RE: [PATCH 11/11] EDAC/ie31200: Switch Raptor Lake-S to interrupt mode
From: Zhuo, Qiuxu
Date: Sun Mar 02 2025 - 21:53:15 EST
Hi Tony,
> From: Luck, Tony <tony.luck@xxxxxxxxx>
> [...]
> Subject: RE: [PATCH 11/11] EDAC/ie31200: Switch Raptor Lake-S to interrupt
> mode
>
> > Raptor Lake-S SoCs notify memory errors via Machine Check. Add
> > interrupt mode support and switch Raptor Lake-S EDAC from polling to
> interrupt mode.
>
> Is this notification #MC (a.k.a. INT#18)? Or CMCI? Or #MC for uncorrected
> errors and CMCI for corrected errors?
We performed correctable error injection, and the correctable error events were
notified by CMCI.
> Corrected errors -> CMCI I can understand. This code should work well for
> that.
> Same for uncorrected patrol scrub errors -> CMCI.
>
> Other uncorrected errors -> #MC is trickier. Does Raptor Lake support
> recovery from other uncorrected errors? If it doesn't, then this driver handler
> will not be called (Linux panicked and never called the functions registered on
> the mce decode chain).
It seems like Raptor Lake doesn't support recovery from uncorrected errors.
When performing the uncorrectable error injection testing, the system hung
(The validation team mentioned this was expected behavior).
>
> Which is perhaps a long way of asking whether you really mean:
>
> Raptor Lake-S SoCs notify memory errors via CMCI. Add interrupt
Yes, the correctable errors are via CMCI, not machine check. For uncorrectable errors,
the system is hung, and no callback to EDAC. I'll update this commit description in
the next version.
> mode support and switch Raptor Lake-S EDAC from polling to interrupt
> mode.
> [...]

> **Data**:
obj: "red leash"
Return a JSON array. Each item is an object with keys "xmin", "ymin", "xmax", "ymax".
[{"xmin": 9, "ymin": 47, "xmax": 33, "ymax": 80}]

> **Exercises**:
**A.** Please list the three options Tony offers in his question beginning "Is this notification" in the patch discussion.
**B.** According to the patch discussion, what happened to the system during the uncorrectable error injection testing?
**C.** Translate this sentence from the patch discussion into Spanish: "We performed correctable error injection, and the correctable error events were notified by CMCI."

> **Solved tasks**:
**A.**
- #MC (a.k.a. INT#18)
- CMCI
- #MC for uncorrected errors and CMCI for corrected errors

**B.** The system hung, which the validation team said was expected behavior.

**C.** Realizamos una inyección de errores corregibles, y los eventos de errores corregibles fueron notificados mediante CMCI.